__Supplied text__
+++

Yeah, helpdesk-l has had quite a few "where can I get a book/CD/DVD/Palm version of your content?" emails...
Step 1: Learn German Step 2: http://www.amazon.de/exec/obidos/ASIN/3866400012 Step 3: :D
For 'hardcopy' (DVDs, books, etc) outsourcing this makes sense, and that's what we do now. Anybody who wants to put in the effort and money to publish that kind of stuff can do so, and there's some great folks in Germany doing just that, and giving back by supporting Wikimedia.
For the web, things are a bit different. Our own web site is out there in the public eye, seen as the authoritative version, way up in page rank, etc. So it's up to us to take at least some minimum measures to make sure we're serving the public. That'll mean making more effort to mark things as changing, recently changed, unreviewed, etc, and if we have stable/reviewed content making it reeeeeal easy to see (preferably by default for the random visitor, with the latest updates a click away).
-- brion vibber (brion @ pobox.com)

+++

__Required tasks__
A. In the message, who is named as publishing hardcopy versions and supporting Wikimedia in return?
B. Output the stretch of the message from "For the web, things" through "(brion @ pobox.com)".
The records that follow have no connection to the message above.

__Data extract__
+++

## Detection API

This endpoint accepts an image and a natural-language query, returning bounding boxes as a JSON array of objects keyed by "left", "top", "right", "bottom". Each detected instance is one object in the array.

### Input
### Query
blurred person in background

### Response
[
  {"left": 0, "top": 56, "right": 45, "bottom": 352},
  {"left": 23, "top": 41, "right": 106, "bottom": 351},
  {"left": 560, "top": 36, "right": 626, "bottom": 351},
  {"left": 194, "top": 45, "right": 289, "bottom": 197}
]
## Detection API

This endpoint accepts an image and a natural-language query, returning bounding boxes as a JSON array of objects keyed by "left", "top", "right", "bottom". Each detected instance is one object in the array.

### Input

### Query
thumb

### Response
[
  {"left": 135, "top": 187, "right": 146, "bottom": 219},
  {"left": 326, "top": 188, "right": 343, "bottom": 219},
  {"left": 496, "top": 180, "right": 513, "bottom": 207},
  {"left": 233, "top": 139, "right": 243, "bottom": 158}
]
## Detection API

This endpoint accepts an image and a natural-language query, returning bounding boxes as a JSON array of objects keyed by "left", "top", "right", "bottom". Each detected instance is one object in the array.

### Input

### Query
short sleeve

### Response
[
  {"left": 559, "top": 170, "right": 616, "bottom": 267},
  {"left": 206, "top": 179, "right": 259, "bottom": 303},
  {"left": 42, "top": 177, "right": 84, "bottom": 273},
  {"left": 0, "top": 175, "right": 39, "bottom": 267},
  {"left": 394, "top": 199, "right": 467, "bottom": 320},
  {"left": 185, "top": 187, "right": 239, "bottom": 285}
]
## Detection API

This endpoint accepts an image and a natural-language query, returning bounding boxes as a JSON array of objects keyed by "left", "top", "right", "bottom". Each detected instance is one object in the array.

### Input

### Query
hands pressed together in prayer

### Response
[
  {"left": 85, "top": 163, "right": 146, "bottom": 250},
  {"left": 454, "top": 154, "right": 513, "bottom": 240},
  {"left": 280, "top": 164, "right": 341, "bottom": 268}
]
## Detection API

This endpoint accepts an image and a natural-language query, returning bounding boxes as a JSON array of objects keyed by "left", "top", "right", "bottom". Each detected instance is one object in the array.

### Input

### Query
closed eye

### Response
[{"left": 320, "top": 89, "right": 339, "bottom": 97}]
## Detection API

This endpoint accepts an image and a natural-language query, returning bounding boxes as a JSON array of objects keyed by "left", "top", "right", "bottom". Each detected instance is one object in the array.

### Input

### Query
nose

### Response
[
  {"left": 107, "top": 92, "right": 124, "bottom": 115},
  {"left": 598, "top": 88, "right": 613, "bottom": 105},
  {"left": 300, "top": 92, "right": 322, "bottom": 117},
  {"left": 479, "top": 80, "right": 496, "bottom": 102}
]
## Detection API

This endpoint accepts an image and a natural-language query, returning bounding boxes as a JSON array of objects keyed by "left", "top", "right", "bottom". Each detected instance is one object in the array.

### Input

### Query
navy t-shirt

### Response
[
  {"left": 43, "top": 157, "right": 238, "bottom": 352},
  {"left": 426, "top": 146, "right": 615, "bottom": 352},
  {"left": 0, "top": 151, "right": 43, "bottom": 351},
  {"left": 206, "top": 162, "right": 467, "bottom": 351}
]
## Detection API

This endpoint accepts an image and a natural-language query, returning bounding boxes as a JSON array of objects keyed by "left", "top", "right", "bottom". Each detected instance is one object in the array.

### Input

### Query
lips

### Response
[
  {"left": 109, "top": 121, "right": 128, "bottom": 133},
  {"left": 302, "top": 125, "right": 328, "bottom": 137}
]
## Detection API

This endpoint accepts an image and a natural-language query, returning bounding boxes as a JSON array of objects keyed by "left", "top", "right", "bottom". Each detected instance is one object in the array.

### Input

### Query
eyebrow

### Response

+++

__Responses to the tasks__
A. Some great folks in Germany.

B.
For the web, things are a bit different. Our own web site is out there in the public eye, seen as the authoritative version, way up in page rank, etc. So it's up to us to take at least some minimum measures to make sure we're serving the public. That'll mean making more effort to mark things as changing, recently changed, unreviewed, etc, and if we have stable/reviewed content making it reeeeeal easy to see (preferably by default for the random visitor, with the latest updates a click away).
-- brion vibber (brion @ pobox.com)